▶ [Problem to work on] Reproduce word for word the part of the myelofibrosis interview from "Can you explain" up to and including "what is pacritinib?".

BEGIN Text provided

Dr Ruben Mesa - Mayo Clinic Cancer Center, Scottsdale, USA

Can you explain to me why you were looking at myelofibrosis? What was the big deal here because it’s a disease that’s not that easy to treat, what did you think you could do for it?

Myelofibrosis is a difficult chronic myeloid neoplasm that can lead to significant morbidity through splenomegaly severe symptoms and cytopenias. It clearly can lead to mortality by that morbidity as well as progression to acute myeloid leukaemia. Our goal was really to see if we could alleviate the suffering of these patients with myelofibrosis.

And to do that investigationally you were using pacritinib, what is pacritinib?

Pacritinib is a FLT3 and JAK2 inhibitor, the JAK-STAT pathway has been found to be integrally involved with the development of myelofibrosis and in early studies had demonstrated an ability to improve splenomegaly and symptoms but had a unique characteristic in that it seemed to potentially improve baseline cytopenias as well as not cause any drug emergent cytopenias.

You were using splenic reduction as the primary endpoint, weren’t you, why?

END Text provided
BEGIN Listed records

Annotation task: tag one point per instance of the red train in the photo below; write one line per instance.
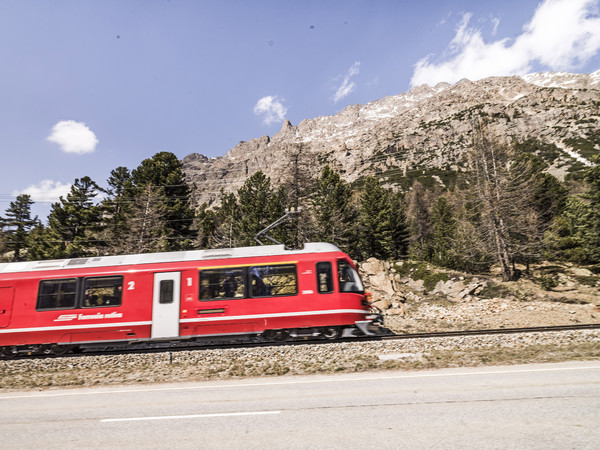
(55, 306)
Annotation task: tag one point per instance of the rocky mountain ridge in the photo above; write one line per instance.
(421, 134)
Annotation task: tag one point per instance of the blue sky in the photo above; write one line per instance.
(87, 86)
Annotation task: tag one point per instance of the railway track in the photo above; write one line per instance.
(256, 342)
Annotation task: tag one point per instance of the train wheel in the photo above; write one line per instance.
(277, 335)
(60, 349)
(331, 332)
(9, 352)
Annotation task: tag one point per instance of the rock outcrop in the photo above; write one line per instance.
(424, 132)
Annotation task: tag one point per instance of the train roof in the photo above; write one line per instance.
(150, 258)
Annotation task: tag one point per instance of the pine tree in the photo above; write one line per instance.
(145, 223)
(575, 234)
(74, 224)
(259, 206)
(333, 211)
(443, 225)
(381, 226)
(116, 209)
(224, 223)
(17, 225)
(164, 173)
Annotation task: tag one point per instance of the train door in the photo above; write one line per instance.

END Listed records

▶ [Task output]
Can you explain to me why you were looking at myelofibrosis? What was the big deal here because it’s a disease that’s not that easy to treat, what did you think you could do for it?

Myelofibrosis is a difficult chronic myeloid neoplasm that can lead to significant morbidity through splenomegaly severe symptoms and cytopenias. It clearly can lead to mortality by that morbidity as well as progression to acute myeloid leukaemia. Our goal was really to see if we could alleviate the suffering of these patients with myelofibrosis.

And to do that investigationally you were using pacritinib, what is pacritinib?